[A run of records]
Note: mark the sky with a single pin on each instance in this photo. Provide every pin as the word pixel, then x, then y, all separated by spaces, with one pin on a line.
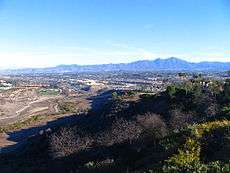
pixel 42 33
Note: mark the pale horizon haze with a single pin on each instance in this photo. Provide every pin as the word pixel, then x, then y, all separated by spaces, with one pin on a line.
pixel 46 33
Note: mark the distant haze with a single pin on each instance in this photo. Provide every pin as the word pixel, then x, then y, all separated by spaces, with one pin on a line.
pixel 46 33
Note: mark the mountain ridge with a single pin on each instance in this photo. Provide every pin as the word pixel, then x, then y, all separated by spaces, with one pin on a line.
pixel 169 64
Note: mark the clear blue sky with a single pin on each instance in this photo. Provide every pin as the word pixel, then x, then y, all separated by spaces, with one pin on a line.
pixel 35 33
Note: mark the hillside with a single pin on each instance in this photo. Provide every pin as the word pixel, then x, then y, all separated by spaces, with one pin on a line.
pixel 171 64
pixel 184 129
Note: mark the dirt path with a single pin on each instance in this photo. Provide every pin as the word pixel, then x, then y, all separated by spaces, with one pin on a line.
pixel 10 141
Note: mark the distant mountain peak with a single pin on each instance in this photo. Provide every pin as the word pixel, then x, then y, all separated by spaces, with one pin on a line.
pixel 159 64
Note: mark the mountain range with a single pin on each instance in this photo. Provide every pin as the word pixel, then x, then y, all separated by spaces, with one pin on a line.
pixel 170 64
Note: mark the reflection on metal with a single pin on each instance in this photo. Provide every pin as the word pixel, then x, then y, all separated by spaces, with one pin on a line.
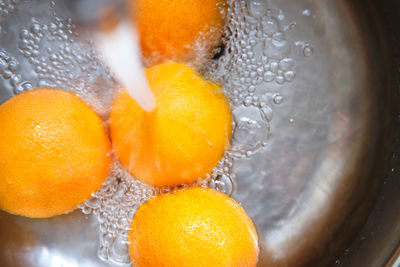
pixel 308 190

-- Problem requirements --
Print again, word for word, every line from the line with "Note: mark the hillside" to the final line of the records, inclusive; skip the pictures.

-- Full response --
Note: mark the hillside with a single pin on each instance in this photo. Provide every pin as the word pixel, then x, then y, all separated by spaces, with one pin on a line.
pixel 171 64
pixel 184 129
Note: mark the dirt path with a single pin on each instance in this photo. Provide every pin as the word pixel, then x, then y, all separated by spaces, with one pin on a line.
pixel 10 141
Note: mark the distant mountain peak with a single pin on each instance in this photo. Provide every pin as the word pixel, then x, then y, all separated by spaces, with one pin on a line.
pixel 159 64
Note: mark the mountain range with a single pin on each instance in this photo. Provide every pin as the word pixel, then x, then y, all separated by spaces, with one pin on a line.
pixel 170 64
Note: mark the reflection on metal with a single pin on each instance in this photo. Provide every pin as the word pixel, then x, then y, all separated by spaces, with one pin on a line.
pixel 308 190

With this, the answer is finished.